**EXERCICE A**
Relevez chaque ligne des enregistrements ci-dessous qui contient la chaîne “curved”, en tenant compte des majuscules et des minuscules.

**TEXTE FOURNI**
★ ★ ★ ★ ★ ★ ★

Face à la résistance des juges du fond, la Cour de cassation poursuit patiemment et méthodiquement sa construction jurisprudentielle en matière de réparation d’actes de concurrence déloyale dans un nouvel arrêt rendu le 9 avril 2025 (pourvoi n°23-22.122).

Dans cette affaire, des chauffeurs de taxis ont assigné la société Uber France après le lancement de son application mobile « Uber Pop » consistant à faciliter la mise en relation des particuliers entre eux afin de réaliser des prestations payantes de transport de passagers. 

Condamnée par la Cour d’appel de Paris, Uber France a interjeté un pourvoi en cassation.  

Après avoir rappelé que sont constitutifs d’actes de concurrence déloyale le fait de « parasiter les efforts et investissements d’un concurrent » et/ou ou de « s’affranchir d’une réglementation », la Cour de cassation souligne qu’il existe deux catégories distinctes de préjudices réparables (préjudice économique et préjudice moral) (1.), confirme sous certaines circonstance qu’il est possible d’évaluer le préjudice économique en tenant compte l’avantage indu que s’est octroyé l’auteur de la concurrence déloyale (2.) et qu’à défaut de préjudice économique, il appartient aux Juges d’indemniser le préjudice moral dont l’existence est irréfragablement présumée (3.).

1. Quels sont les préjudices réparables en matière d’actes de concurrence déloyale ? 

La Cour de cassation rappelle dans cet arrêt que l’action en concurrence déloyale sur le fondement sur l’article 1382 du Code civil devenu article 1240 est de nature délictuelle et doit donc faire application du principe de réparation intégrale du préjudice, sans perte ni profit pour la victime.

Il existe en la matière deux catégories distinctes de préjudice (le préjudice économique et le préjudice moral) suivant des régimes notamment probatoires différents. 

– S’agissant du préjudice économique, il consiste (classiquement) soit à réparer une perte subie, un gain manqué, une perte de chance d’éviter une perte ou de réaliser un gain. Il doit être prouvé par la victime des actes de concurrence déloyale

 – S’agissant du préjudice moral, il consiste à réparer un trouble commercial intégrant la perte d’image qui est irréfragablement présumé dès lors qu’un acte de concurrence déloyale est constitué. Ceci implique que le préjudice moral doit toujours être indemnisé.

★ ★ ★ ★ ★ ★ ★

**DONNÉES EXTRAITES**
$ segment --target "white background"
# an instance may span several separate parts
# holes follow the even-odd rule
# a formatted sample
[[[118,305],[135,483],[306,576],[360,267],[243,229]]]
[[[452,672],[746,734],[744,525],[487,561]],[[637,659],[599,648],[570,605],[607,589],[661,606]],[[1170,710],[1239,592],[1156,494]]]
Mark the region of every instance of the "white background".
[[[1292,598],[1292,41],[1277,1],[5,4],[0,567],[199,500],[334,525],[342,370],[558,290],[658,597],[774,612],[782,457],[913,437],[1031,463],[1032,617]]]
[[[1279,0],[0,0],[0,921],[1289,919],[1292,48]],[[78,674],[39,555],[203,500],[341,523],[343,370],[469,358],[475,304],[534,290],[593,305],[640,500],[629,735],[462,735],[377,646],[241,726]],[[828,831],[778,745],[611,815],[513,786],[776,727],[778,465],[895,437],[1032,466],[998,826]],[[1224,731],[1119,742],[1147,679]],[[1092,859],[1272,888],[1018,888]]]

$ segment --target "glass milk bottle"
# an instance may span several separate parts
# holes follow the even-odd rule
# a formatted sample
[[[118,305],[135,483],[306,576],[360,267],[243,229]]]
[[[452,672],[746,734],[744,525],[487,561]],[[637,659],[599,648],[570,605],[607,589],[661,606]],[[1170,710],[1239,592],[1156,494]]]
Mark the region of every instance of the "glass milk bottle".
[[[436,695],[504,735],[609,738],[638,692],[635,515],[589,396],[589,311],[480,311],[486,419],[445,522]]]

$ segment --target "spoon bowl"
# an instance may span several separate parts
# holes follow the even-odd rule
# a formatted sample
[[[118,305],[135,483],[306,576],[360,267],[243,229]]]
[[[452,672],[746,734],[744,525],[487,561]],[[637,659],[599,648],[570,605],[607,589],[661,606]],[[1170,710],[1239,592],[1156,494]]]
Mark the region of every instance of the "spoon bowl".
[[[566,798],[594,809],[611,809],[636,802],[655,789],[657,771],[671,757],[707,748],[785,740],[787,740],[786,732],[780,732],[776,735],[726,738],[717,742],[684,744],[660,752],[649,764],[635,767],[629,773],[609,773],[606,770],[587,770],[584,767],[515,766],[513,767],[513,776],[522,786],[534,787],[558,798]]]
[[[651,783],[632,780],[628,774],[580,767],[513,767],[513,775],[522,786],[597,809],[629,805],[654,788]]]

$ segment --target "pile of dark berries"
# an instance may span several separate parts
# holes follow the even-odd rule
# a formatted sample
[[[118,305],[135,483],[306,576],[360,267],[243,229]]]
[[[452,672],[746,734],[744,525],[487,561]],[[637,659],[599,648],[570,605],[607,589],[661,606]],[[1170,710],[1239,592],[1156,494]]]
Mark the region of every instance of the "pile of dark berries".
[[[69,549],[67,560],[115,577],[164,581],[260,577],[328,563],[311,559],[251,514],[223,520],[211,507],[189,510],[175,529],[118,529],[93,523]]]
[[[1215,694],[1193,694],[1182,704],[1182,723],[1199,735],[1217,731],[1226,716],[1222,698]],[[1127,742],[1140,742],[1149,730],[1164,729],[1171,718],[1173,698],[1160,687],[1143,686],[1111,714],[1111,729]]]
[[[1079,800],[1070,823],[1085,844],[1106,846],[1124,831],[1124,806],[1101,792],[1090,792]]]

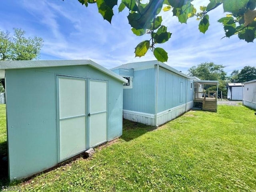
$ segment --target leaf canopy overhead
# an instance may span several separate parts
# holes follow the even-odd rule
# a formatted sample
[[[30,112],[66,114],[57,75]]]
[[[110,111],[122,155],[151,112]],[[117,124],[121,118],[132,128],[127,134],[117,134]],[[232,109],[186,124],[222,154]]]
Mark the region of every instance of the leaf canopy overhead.
[[[89,4],[96,3],[99,12],[110,23],[114,15],[113,8],[118,5],[117,0],[78,0],[86,7]],[[186,23],[188,18],[196,17],[200,21],[198,29],[204,34],[210,26],[208,13],[222,5],[227,15],[219,18],[218,22],[223,26],[224,37],[237,35],[239,39],[247,42],[253,42],[256,38],[256,0],[209,0],[207,6],[201,6],[198,10],[192,3],[193,1],[148,0],[145,3],[145,1],[141,0],[122,0],[118,5],[118,11],[122,12],[126,8],[128,10],[127,18],[133,33],[137,36],[147,34],[149,36],[147,41],[144,41],[142,44],[140,43],[136,47],[135,56],[144,55],[150,49],[158,60],[167,61],[166,52],[162,48],[156,47],[158,44],[167,42],[172,34],[167,31],[167,26],[162,24],[162,17],[158,16],[162,10],[170,12],[170,16],[177,17],[181,23]],[[142,44],[144,46],[141,47]],[[155,53],[155,51],[157,52]]]

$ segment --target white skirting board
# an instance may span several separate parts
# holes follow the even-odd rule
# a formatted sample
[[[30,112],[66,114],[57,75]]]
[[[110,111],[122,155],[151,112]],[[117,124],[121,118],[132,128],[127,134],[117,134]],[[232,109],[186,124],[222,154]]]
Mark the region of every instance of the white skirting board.
[[[244,100],[243,100],[243,104],[247,107],[256,110],[256,102]]]
[[[152,126],[158,126],[180,116],[192,108],[193,105],[193,101],[191,101],[187,103],[186,106],[185,104],[183,104],[158,113],[156,124],[155,121],[155,115],[153,114],[124,110],[123,115],[124,119],[130,121]]]

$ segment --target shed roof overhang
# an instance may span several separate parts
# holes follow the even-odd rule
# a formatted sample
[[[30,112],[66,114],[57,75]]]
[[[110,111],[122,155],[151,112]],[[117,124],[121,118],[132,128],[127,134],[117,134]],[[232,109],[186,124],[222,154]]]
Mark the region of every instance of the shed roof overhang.
[[[88,65],[124,83],[127,80],[91,60],[52,60],[0,61],[0,78],[4,78],[5,70]]]
[[[196,80],[194,82],[198,84],[204,84],[204,85],[218,85],[219,81],[211,81],[209,80]]]

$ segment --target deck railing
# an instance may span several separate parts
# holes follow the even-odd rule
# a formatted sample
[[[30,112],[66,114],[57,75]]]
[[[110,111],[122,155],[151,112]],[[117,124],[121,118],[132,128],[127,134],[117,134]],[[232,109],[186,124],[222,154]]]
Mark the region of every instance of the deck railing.
[[[194,100],[217,100],[216,91],[208,91],[208,94],[206,94],[206,92],[195,92],[194,93]]]
[[[202,100],[204,95],[205,95],[205,92],[195,92],[194,94],[194,100]]]

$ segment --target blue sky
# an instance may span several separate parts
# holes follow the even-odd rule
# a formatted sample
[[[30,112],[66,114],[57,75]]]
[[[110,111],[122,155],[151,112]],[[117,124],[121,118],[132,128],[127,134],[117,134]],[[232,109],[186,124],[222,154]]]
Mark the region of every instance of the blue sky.
[[[207,5],[207,0],[196,0],[195,6]],[[210,13],[210,26],[205,34],[198,30],[198,21],[190,19],[181,24],[171,12],[162,12],[163,24],[172,33],[169,41],[160,46],[168,53],[166,63],[186,73],[190,67],[205,62],[225,66],[228,74],[246,65],[255,66],[255,45],[224,36],[217,20],[223,14],[222,7]],[[21,28],[27,37],[38,36],[44,41],[41,60],[91,59],[110,69],[128,62],[155,60],[150,50],[135,57],[134,48],[148,40],[136,36],[130,30],[127,10],[118,13],[114,7],[112,24],[103,20],[96,5],[86,8],[77,0],[8,0],[1,1],[0,29],[12,32]]]

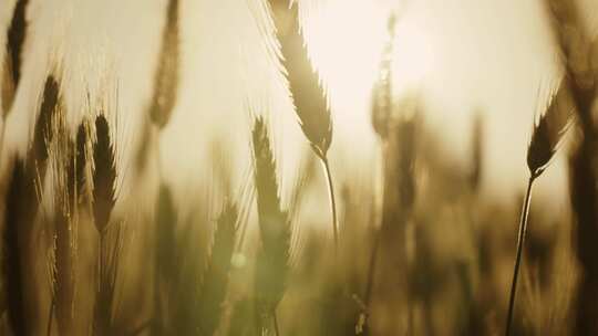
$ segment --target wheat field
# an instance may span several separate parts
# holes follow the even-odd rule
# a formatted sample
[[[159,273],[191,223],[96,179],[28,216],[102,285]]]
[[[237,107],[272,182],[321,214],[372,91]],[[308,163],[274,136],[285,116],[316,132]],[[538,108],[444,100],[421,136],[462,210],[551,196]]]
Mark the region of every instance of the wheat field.
[[[0,335],[598,335],[596,11],[2,0]]]

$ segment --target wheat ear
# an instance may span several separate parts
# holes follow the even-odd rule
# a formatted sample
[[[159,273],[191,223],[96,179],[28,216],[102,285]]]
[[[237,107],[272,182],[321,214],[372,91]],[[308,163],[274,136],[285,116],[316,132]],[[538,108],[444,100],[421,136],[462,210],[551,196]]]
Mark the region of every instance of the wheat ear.
[[[264,333],[269,329],[265,323],[268,317],[271,317],[272,323],[277,322],[276,308],[285,293],[289,272],[291,228],[287,212],[280,208],[276,161],[266,123],[260,117],[254,122],[252,145],[261,238],[256,265],[256,312],[258,332]]]
[[[270,1],[271,7],[275,7],[275,2]],[[290,4],[288,9],[291,14],[290,27],[287,30],[283,30],[280,25],[281,18],[276,18],[276,12],[274,12],[275,22],[278,24],[276,28],[277,38],[280,41],[280,62],[286,70],[289,91],[301,130],[311,145],[313,153],[322,162],[322,169],[328,182],[330,211],[332,212],[334,252],[338,255],[337,201],[328,158],[328,149],[332,143],[332,115],[327,92],[309,59],[305,33],[299,27],[297,4]]]
[[[214,232],[209,261],[199,288],[197,316],[199,316],[198,328],[202,335],[214,335],[220,322],[228,286],[230,259],[235,248],[237,220],[237,208],[231,203],[225,204]]]

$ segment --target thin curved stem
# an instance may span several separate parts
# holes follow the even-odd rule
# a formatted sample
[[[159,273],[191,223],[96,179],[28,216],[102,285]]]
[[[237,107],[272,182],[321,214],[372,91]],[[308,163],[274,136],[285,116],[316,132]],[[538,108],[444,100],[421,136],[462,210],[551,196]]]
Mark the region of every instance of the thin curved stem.
[[[332,174],[330,172],[330,164],[326,156],[320,157],[322,160],[322,167],[326,172],[326,178],[328,180],[328,196],[330,198],[330,210],[332,211],[332,232],[334,234],[334,255],[339,254],[339,232],[338,232],[338,221],[337,221],[337,200],[334,198],[334,186],[332,183]]]
[[[525,193],[525,201],[522,210],[522,219],[519,222],[519,232],[517,235],[517,255],[515,256],[515,269],[513,270],[513,283],[511,284],[511,294],[508,300],[508,313],[506,324],[506,336],[511,335],[511,325],[513,323],[513,309],[515,308],[515,293],[517,291],[517,279],[519,275],[519,266],[522,263],[523,246],[525,241],[525,234],[527,232],[527,218],[529,214],[529,203],[532,201],[532,187],[534,186],[535,176],[529,177],[527,182],[527,192]]]
[[[278,316],[276,315],[276,308],[272,309],[272,319],[275,325],[275,335],[280,336],[280,329],[278,328]]]

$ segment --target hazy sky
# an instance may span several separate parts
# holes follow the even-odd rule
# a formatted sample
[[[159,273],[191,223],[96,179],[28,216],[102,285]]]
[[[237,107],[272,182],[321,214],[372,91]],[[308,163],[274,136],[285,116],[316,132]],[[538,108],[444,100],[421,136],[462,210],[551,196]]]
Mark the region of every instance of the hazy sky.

★ ★ ★ ★ ★ ★ ★

**EXERCICE B**
Reprenez le texte sur l'arrêt de la Cour de cassation concernant Uber France et la concurrence déloyale à partir de sa dernière phrase.

**CORRIGÉ A**
$ segment --target thin curved stem
Mark the region of every instance of the thin curved stem.

**CORRIGÉ B**
2. Comment évaluer le préjudice économique quand la victime justifie d’aucune perte de chiffre d’affaires ? 

L’acte de concurrence déloyale qu’il s’agisse d’un cas de parasitisme consistant, rappelons-le, à profiter des efforts et investissements, intellectuels, matériels ou promotionnels d’un concurrence (pour plus de détails sur la notion de parasitisme, nous renvoyons à notre commentaire du mois de juillet 2024 – La reprise par un concurrent d’un concept ou d’un produit n’est plus (nécessairement) un acte de parasitisme – Avodire) ou d’un cas de non-respect de la réglementation permettant à l’auteur de s’épargner une dépense obligatoire (pour une illustration liée au non-respect du RGPD, nous renvoyons à notre commentaire du mois de novembre 2024 – Le non-respect du RGPD peut-il constituer un acte de concurrence déloyale ?  – Avodire) induit un avantage concurrentiel indu dont les effets en termes de trouble économique peuvent être difficilement quantifiables. 

Dans un tel cas, il est admis que la réparation du préjudice peut être évaluée en prenant en considération l’avantage indu que s’est octroyé l’auteur de la concurrence déloyale, au détriment de ses concurrents, modulé à proportion des volumes d’affaires respectifs des parties affectées par ces actes.

Cette méthode d’évaluation a déjà été validée par la Cour de cassation dans son arrêt du 12 février 2020 (pourvoi n°17-31.614).

Il est ici précisé que si cette méthode vise à faciliter l’indemnisation effective des victimes de certains actes de concurrence déloyale ou parasitaire lorsqu’elles se heurtent à des difficultés de preuve de leur préjudice, elle ne peut aboutir en vertu du principe de réparation intégrale susvisée à une évaluation des dommages-intérêts dus à la victime qui excéderait l’avantage indu que s’est octroyé l’auteur de ces actes.

3. L’indemnisation du préjudice moral à défaut de preuve d’un préjudice économique ? 

Dans l’hypothèse où la victime n’est pas susceptible d’établir un quelconque préjudice économique (voire n’en a pas subi), seul le préjudice moral intégrant l’atteinte à l’image doit alors être indemnisé.

Dans la mesure où le préjudice est présumé, le Juge doit en principe entrer en voie de condamnation du seul fait de l’atteinte causée au marché pour réparer le trouble commercial et ce, même s’il n’y a pas de préjudice économique   

Cette présomption étant irréfragable, il appartient à l’auteur de la concurrence déloyale pour échapper à une condamnation au titre du préjudice moral de rapporter la preuve qu’il n’y a pas eu de trouble commercial et non à la victime de prouver l’existence d’un tel trouble. 

En l’espèce, la Cour d’appel de Paris a indemnisé l’atteinte à l’image à hauteur de 1 500 euros de sorte que la Cour de cassation infirme l’arrêt d’appel mais seulement en ce qu’il a également accordé aux chauffeurs de taxis des dommages-intérêts pour réparer un préjudice économique qui n’était pas établi.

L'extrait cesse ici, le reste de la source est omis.